The minimum wage issue does not make sense based on my numbers. I could see mimum wage if a driver is pulling full time hours, maybe. Even off surge and boost, add in the tips and the net is still at or more than $20 hour.

I don't play the games you mention. I drive on and off surge and boost, take all trips provided and don' waste time trying to conjure up ways to skirt the system.

As for tips. I guess my experience is that tips come when you give quality service, friendly service and go beyond when the opportunity knocks. Examples:

Pick up rider headed to a show. We drive 6 min and rider realizes he forgot the tickets. I turned around, took him back home and waited for him to find the tickets. Then off to the show. The down time cost me a few bucks but the $20 tip more than made up for it.

Getting out of the car.......is huge. Open your door for the ladies, make sure your water is ice cold, ask if they need to stop for anything and be kind/sincere/helpful. Load and unload luggage is also huge. The rider is so impressed the tip will often be more than the fare.

If drivers stop worry about what Uber is doing and create your own program within the rules of Uber, the money is great and the job is fun.

------------------------------------------------

DIRECTIVES
A) Do these statements agree with the driver's post about tips? Answer yes or no for each and quote the words of the post that decide it.
(i) Even off surge and boost, the driver's net with tips is at or above $20 an hour.
(ii) The rider who forgot the show tickets left a $10 tip.
(iii) The driver turns down some of the trips offered.
B) In the driver's post about tips, how long had the driver been on the road before the rider realized the show tickets were left behind?
C) Continue the driver's post about tips from its last sentence.

------------------------------------------------

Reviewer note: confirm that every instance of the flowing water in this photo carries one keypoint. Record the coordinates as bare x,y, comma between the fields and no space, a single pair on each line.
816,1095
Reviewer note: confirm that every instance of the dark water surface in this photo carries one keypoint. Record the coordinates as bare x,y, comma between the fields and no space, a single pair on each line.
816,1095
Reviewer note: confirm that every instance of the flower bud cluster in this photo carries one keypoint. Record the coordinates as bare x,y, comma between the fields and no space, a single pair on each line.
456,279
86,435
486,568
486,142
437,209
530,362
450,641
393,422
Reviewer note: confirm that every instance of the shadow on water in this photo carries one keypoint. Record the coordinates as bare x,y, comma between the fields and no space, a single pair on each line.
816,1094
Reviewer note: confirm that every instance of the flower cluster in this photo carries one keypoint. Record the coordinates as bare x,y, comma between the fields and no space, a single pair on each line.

------------------------------------------------

REPLIES
A)
(i) Yes: "Even off surge and boost, add in the tips and the net is still at or more than $20 hour."
(ii) No: "the $20 tip more than made up for it."
(iii) No: "take all trips provided"

B) 6 minutes.

C)
The big thing you are missing and the point to all of this is ....... many of The things said and threatened in this forum are in unprofessional, damaging to RIDERSHIP, creating problems for the good drivers, are illegal and violate Uber's Contract with the drivers. And from what I have heard, Uber is not going to allow it to continue.

Drive Safe


----------



## Aerodrifting (Aug 13, 2017)

UBERPROcolorado said:


> Good morning,
> 
> The minimum wage issue does not make sense based on my numbers. I could see mimum wage if a driver is pulling full time hours, maybe. Even off surge and boost, add in the tips and the net is still at or more than $20 hour.
> 
> ...


Looks like I found another account working for Uber, lol

Numbers do not lie, People have done study and drivers in most markets are making minimum wage. Those drivers are hard working ants, They are not those "conjure up ways to skirt the system", Their number does not match up with yours. I wonder who is lying about the number here?

Your example sure sound legit, And people who do not drive for Uber / just started driving for Uber might actually believe that fairy tale. True stories are usually you can wait for someone at their mid-stop for over 20 minutes and they won't tip you a single dollar at the end of the ride. This has happened to me multiple times already, Once a Vietnamese kid trying to cash his paycheck, Once a white girl trying to print out something, Another time a black lady doing a "quick stop" at grocery. For ants driving UberX, Most of the riders are bottom of the barrel, Ungrateful entitled cheap ****s who don't tip no matter what you do.

"Getting out of the car.......is huge. Open your door for the ladies, make sure your water is ice cold, ask if they need to stop for anything and be kind/sincere/helpful. Load and unload luggage is also huge. The rider is so impressed the tip will often be more than the fare."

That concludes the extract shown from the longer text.